Data to use:
###
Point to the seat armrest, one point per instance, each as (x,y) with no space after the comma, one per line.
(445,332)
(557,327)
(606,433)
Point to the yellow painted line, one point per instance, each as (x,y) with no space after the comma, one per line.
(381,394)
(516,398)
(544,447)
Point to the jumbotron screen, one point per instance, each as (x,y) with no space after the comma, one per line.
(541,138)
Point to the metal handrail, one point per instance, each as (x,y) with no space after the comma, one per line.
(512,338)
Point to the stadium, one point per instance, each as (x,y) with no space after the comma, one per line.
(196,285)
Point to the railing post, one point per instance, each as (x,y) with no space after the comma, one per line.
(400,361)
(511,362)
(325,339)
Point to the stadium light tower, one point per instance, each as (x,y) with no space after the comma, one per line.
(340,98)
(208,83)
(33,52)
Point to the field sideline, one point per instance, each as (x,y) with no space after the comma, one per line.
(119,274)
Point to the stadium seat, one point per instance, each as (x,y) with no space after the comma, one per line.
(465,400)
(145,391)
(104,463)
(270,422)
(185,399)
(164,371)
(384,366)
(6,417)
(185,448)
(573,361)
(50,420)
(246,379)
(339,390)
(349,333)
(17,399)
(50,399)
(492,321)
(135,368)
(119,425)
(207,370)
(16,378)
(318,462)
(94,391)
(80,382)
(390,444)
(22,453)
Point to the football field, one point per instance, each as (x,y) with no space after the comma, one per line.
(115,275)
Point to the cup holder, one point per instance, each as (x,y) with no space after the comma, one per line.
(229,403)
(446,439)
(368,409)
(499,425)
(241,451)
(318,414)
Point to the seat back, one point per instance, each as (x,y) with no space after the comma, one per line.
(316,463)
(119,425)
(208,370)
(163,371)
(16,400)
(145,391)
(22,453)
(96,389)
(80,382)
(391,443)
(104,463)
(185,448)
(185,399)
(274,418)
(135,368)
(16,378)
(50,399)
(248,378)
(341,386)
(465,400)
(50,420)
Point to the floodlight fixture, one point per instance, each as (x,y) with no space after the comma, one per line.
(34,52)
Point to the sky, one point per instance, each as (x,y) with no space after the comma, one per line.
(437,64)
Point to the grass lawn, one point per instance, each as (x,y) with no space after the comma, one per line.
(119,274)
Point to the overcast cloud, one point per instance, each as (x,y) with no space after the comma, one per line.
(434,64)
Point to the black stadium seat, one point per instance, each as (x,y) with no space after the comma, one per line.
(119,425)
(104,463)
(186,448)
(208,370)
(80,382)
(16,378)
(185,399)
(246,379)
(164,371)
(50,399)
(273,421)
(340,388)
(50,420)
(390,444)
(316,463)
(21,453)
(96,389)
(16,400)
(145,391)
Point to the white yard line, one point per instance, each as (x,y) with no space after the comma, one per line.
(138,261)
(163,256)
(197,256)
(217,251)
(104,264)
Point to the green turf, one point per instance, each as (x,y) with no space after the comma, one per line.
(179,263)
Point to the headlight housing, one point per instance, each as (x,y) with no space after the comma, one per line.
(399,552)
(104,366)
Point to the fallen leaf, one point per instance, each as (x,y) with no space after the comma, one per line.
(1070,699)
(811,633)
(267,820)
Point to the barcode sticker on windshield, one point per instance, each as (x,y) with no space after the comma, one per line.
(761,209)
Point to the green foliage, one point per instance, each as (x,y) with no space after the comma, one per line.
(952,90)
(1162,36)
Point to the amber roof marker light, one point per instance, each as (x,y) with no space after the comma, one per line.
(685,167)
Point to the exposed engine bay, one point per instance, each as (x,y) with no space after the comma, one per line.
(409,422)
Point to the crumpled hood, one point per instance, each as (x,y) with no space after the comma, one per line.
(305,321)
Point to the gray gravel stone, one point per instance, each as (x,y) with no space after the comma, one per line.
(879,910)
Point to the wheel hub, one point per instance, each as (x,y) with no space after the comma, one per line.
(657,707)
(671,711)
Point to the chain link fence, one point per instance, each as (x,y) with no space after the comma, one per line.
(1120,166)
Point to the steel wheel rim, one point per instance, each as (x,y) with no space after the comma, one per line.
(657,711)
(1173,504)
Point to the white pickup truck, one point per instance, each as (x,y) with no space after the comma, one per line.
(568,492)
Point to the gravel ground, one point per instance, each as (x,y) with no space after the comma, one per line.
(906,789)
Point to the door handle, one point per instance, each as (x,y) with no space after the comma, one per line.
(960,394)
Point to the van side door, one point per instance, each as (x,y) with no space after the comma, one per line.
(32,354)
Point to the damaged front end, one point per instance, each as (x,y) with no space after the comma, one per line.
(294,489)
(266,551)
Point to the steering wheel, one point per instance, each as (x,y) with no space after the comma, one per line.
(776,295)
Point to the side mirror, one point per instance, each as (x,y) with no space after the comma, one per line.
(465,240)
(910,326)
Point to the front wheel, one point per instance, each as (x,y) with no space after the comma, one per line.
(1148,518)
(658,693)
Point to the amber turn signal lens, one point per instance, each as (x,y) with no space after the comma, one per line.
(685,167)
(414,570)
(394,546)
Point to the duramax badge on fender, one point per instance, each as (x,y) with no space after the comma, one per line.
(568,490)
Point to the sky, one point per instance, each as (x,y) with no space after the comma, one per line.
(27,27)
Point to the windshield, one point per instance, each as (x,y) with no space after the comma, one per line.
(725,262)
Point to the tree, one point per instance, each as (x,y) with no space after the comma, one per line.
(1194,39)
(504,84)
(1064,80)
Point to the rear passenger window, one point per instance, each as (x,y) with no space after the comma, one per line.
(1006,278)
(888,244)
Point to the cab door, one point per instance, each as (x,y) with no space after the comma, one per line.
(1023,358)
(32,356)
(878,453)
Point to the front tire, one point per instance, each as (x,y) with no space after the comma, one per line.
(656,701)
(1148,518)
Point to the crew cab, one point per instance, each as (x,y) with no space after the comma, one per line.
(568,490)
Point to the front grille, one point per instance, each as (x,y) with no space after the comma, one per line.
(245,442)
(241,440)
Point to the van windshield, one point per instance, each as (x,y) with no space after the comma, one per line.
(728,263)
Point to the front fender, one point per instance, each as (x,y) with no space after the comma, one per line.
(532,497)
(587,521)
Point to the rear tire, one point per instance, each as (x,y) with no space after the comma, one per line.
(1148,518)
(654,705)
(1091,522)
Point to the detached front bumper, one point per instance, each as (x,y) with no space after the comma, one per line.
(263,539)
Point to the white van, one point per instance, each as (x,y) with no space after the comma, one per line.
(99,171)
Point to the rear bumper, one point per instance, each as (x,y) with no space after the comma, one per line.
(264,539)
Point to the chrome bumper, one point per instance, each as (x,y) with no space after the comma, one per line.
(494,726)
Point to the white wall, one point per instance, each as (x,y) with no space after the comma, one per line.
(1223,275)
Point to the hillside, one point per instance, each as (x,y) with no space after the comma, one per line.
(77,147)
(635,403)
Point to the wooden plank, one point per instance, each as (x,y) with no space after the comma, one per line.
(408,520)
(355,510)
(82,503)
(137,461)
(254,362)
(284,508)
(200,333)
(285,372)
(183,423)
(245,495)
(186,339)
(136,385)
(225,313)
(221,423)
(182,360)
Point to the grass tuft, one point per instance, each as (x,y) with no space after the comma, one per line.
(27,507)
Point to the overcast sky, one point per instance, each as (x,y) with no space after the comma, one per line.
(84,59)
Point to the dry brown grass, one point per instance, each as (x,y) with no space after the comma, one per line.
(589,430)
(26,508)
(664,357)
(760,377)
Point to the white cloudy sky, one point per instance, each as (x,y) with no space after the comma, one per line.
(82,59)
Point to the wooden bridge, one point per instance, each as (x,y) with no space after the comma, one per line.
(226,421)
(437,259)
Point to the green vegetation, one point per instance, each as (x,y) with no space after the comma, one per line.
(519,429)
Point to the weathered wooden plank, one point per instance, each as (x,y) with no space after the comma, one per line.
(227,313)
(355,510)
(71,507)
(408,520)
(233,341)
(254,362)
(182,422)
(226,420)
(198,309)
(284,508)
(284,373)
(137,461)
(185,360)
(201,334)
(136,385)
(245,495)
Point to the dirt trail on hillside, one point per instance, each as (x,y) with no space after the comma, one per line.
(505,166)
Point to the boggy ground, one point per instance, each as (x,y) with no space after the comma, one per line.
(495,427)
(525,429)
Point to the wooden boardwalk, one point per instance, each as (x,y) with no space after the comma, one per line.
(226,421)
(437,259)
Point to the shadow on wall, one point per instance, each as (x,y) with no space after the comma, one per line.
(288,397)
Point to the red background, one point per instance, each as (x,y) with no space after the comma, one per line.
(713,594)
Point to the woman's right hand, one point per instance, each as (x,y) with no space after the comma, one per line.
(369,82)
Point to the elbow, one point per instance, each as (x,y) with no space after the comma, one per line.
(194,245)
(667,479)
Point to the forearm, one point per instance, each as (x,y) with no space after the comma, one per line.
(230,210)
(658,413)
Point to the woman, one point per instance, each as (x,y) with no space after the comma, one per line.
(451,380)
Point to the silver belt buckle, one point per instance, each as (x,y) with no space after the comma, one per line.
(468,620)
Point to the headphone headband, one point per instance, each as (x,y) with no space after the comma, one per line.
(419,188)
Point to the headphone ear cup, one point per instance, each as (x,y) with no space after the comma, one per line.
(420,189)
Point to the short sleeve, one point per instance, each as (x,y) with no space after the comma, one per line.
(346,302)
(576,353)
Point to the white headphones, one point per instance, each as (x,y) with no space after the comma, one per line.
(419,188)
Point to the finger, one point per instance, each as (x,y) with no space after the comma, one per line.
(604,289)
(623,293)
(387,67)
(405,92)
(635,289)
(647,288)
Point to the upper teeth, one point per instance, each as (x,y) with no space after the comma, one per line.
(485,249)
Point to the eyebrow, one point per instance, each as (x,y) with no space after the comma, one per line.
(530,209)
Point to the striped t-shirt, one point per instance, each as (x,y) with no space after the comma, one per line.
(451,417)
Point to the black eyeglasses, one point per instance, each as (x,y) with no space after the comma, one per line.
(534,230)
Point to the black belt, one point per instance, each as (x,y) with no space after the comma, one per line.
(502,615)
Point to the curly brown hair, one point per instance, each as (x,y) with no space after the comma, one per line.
###
Give the lines from the one containing "Point to the finger, one" through the end of the entries again, exactly as written and with no other lines.

Point to the finger, one point per instance, each as (x,y) with no space after the comma, one per line.
(604,289)
(623,293)
(387,67)
(405,92)
(635,289)
(647,288)
Point to the upper teeth, one point per instance, each as (x,y) with no space after the comma, one per line.
(485,249)
Point to the eyebrow, one point per instance, each as (x,y) with no space after the comma, one per line.
(530,209)
Point to the striped t-shirt, one point per instance, each as (x,y) with no space after the comma, one per line.
(451,417)
Point to the black eyeglasses, one point per instance, each as (x,y) with no space after the comma, one per line.
(534,230)
Point to the black belt, one point per instance, each as (x,y) with no space after the comma, one per line.
(502,615)
Point to the curly brown hair, one point per instance, each as (x,y) with no space after the comma, one per line.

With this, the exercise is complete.